* [Exercise tasks]:
1. For the electrostatics paper, state whether each statement agrees with the text: (a) Du Fay charged a glass rod by rubbing it with silk cloth; (b) Gilbert's versorium used a tiny wooden arrow; (c) Franklin marked the surplus of electric "fluid" with a (-) sign. Answer each with yes or no and quote the words of the text that decide it.
2. Continue the electrostatics paper from its last line, in the same style.

===== Document passage

Electrostatics
by
Enrico Lorenzo
Submitted to
Mr. Clarence Queza
Physics II
1.0 ELECTROSTATICSStudy of charges at “rest”
Electrostatics deals with the study of any effect resulting from the existence of stationary electric charges. Electric charges (q) is the fundamental quantity of electricity. The SI Unit of charge is the coulomb (C) in honor of Charles Augustin del Coulomb. 1 C = charge of protons/electrons.
“Like charges repel” “Unlike charges attract”
Figure 1.1 Basic Law of charges
Static electricity may have been noticed first around 600 B.C. by Thales of Miletus. He conducted experiments with amber, the fossilized resine of pin sap. He noticed that amber, which had been rubbed with wool cloth, attracted to bits of straw. Since then, the Greek word for amber, electron has been used to describe this invisible force of attraction.
In 1500, Sir William Gilbert devised an apparatus called a versorium consisting of a tiny metal arrow that pivoted freely on a needle. He discovered that rubbing some materials, such as amber, gems, and certain rocks with wool cloth induced them to exert a force of attraction on the arrow of his versorium. When he held one of these charged objects near the versorium, the arrow pivoted in the directions of the object. These materials he called “electrics” or what we know now as conductors. He also discovered that certain other materials, especially metals, could not be induced to attract the arrow no matter how hard or how long they were rubbed. These materials he called “nonelectrics”, which we know now as insulators.
Figure 1.2 Versorium
During the sixteenth century, researchers theorized that some invisible substance must flow into “electrics” when they are rubbed with cloth. This invisible “fluid” was called electricity.
The force of electric repulsion was noted in 1733 by French scientist Charles Francois Du Fay. He charged a glass rod by rubbing it with silk cloth. The charged glass attracted tiny bits of cork. When the cork touched the glass rod, the electrostatic charge flowed into the cork. Then, when the charged glass rod was held near the charged bits of cork, the glass rod repelled the cork.
In 1750, Benjamin Franklin attempted to explain electric attraction and repulsion in this manner: Electric “fluid” like water, seeks its own level. Surplus electric “fluid” flows towards a deficit of “fluid” until the two “fluids” balance at the same level. Franklin indicated the surplus with a (+) sign and the deficit charge with a (-) sign. His research laid the foundation for the law of electrostatic attraction and repulsion, which consists of three statements:
- An electrostatically charged object attracts objects that are electrostatically neutral.

==========
===== Data records

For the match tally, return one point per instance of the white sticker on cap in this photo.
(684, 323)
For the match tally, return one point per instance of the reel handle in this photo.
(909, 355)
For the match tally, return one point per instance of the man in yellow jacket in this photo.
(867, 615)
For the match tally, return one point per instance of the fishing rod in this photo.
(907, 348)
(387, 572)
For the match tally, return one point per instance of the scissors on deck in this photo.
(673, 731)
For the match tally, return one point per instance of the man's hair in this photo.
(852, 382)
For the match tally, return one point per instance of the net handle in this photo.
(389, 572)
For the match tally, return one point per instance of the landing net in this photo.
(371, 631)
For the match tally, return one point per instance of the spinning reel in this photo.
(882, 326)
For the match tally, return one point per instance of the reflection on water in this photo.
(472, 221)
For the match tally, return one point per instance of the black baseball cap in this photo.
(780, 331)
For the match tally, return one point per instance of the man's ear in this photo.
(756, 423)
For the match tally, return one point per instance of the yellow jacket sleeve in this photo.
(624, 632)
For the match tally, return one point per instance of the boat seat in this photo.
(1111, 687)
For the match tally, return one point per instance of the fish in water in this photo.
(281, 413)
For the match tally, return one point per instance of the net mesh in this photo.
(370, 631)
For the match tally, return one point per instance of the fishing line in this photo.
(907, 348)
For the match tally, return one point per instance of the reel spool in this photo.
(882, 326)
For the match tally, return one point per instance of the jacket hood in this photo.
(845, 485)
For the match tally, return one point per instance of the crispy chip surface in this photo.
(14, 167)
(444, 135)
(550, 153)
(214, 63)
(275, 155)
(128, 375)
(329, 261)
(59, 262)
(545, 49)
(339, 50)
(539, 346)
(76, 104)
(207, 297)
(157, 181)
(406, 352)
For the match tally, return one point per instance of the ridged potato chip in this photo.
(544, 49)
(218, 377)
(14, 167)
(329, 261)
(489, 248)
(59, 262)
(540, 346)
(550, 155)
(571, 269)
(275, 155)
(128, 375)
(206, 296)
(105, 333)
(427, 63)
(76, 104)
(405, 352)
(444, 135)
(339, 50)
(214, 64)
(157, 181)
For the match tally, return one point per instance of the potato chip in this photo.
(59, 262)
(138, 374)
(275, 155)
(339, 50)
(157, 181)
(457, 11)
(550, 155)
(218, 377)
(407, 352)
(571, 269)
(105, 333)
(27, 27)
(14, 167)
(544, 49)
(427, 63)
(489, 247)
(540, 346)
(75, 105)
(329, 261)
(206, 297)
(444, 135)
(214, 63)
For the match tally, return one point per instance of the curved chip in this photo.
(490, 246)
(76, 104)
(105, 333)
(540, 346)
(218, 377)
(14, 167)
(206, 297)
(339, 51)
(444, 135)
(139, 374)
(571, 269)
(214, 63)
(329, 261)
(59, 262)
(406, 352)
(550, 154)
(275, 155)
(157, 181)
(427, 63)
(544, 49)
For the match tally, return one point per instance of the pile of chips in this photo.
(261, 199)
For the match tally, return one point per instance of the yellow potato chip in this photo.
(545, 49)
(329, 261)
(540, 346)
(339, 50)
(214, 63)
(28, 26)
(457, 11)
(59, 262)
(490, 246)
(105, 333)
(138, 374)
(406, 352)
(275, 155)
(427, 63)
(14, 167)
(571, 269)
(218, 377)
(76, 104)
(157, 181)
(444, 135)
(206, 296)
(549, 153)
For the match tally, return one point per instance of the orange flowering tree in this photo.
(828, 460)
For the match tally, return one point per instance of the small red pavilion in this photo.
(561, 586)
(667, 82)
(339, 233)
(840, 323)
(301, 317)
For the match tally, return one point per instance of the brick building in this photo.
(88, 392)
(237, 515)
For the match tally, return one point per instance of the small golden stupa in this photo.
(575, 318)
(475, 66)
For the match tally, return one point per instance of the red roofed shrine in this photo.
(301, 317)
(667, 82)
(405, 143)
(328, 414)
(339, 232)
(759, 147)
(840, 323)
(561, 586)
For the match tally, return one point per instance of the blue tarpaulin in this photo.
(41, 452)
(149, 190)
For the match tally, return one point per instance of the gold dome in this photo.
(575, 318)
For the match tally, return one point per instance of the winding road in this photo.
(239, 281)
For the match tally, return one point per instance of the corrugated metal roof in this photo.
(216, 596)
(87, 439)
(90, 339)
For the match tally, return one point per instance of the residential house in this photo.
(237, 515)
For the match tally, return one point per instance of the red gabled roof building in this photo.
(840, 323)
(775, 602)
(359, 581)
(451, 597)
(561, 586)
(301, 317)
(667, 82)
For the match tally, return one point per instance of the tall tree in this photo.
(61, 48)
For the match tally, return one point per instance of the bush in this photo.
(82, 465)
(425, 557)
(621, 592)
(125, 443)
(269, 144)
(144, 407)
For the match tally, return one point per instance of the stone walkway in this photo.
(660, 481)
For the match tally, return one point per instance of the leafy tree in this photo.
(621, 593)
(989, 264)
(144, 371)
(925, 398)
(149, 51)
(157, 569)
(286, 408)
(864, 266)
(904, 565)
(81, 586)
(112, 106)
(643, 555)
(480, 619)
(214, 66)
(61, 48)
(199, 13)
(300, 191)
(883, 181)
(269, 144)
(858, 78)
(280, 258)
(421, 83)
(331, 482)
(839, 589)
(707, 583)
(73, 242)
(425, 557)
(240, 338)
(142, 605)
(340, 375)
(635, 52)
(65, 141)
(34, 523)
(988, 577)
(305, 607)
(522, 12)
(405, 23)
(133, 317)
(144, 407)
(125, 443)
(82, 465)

==========

* [Set of answers]:
1.
(a) Yes: "He charged a glass rod by rubbing it with silk cloth."
(b) No: "a tiny metal arrow that pivoted freely on a needle"
(c) No: "Franklin indicated the surplus with a (+) sign"

2.
- Objects with like electrostatics charges repel each other.
- Objects with unlike electrostatics charges attract each other.
1.1 ELECTROSTATIC CHARGE
Smallest unit of electricity held at rest
Any electrostatics charge can be detected with an instrument called electroscope. A very simple electroscope can be made by suspending a small ball of styrofoam by a thread. If a charged rod is brought near the ball, it will be noticeably attracted or repelled by the electrostatic charged. Even a thin stream of running water can be used as an electroscope since it will be deflected by an electrostatic charge. (You can try it at home!)
Charging/Ionization is the process that involves transfer of electron from one body to another. The object that loses electrons is said to be positively charged while the object that gains electrons is said to be negatively charged. An electrostatic charge may be generated in an object by one of these three methods: friction (rubbing), conduction or induction.
By rubbing a glass rod with a fur cloth, the loosely held particles of fur cloth will likely to transfer to the glass rod. Thus, the glass rod becomes negatively charged.
In conduction process, as the word implies, a neutrally charged object will gain a charge if it is in direct contact with a charged object.
On the other hand, in induction process, the charged will just be induces if a charged object is brought near it, but without direct contact between the two.
Figure 1.3 Charging by induction
1.2ATOMIC STRUCTUREWhat atoms look like
Atoms consist of a small dense nucleus (containing protons and neutrons) surrounded by moving electrons. At normal condition, the number of electrons equals the number of protons so the net charge is zero.
The electrons may be thought of as moving in circular or elliptical orbits (Bohr theory), or more accurately, in regions of space around the nucleus (orbitals). Electrons and proton has the same magnitude of a charge only with different sign (-) and (+) 1.6 x C, respectively.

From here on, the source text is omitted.